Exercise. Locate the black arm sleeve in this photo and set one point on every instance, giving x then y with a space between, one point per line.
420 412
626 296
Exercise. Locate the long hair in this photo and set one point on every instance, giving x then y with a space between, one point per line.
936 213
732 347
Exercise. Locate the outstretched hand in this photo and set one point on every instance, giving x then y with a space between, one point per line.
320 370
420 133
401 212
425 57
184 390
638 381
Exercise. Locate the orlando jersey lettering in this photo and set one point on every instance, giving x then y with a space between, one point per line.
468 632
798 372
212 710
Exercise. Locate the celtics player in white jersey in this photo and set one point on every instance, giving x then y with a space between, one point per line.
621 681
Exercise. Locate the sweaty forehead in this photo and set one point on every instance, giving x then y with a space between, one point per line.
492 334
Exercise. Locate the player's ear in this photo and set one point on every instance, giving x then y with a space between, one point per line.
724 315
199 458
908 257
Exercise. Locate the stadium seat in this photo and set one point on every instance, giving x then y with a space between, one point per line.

▶ [The task] Go through the records above and retype each one exactly.

▶ [Solution]
Exercise. Locate the black arm sleeve in this photo and set one point on every instance, giving x then y with a space between, one point per line.
420 412
626 296
Exercise. Locate the long hair in this photo and set one point on every instance, giving x then y with a space between, one point per line.
936 213
732 347
Exercise. Locate the outstretched hand in this photo and set one point on every instance, giving x then y with a space between, one point per line.
320 370
420 133
401 212
425 57
184 390
638 381
Exercise. Locate the orlando jersey lettering in this photo and set one point on every instance, giving x then y with a space between, one point per line.
468 632
798 372
212 710
Exercise. Locate the celtics player in white jersey in this photo and set one point on every instance, giving x then y with a space between, one point per line.
621 681
Exercise. Locate the sweaty forehead in this photo and set one point on every instance, giving x then y with a space between, one point per line.
492 334
Exercise. Locate the player's ear in this photo and set one point on every instance, giving x then y with a space between, one point per line.
724 315
199 458
908 257
Exercise. Locate the stadium seat in this photo and set one point on every instance, giving x then y with a space between, one point per line.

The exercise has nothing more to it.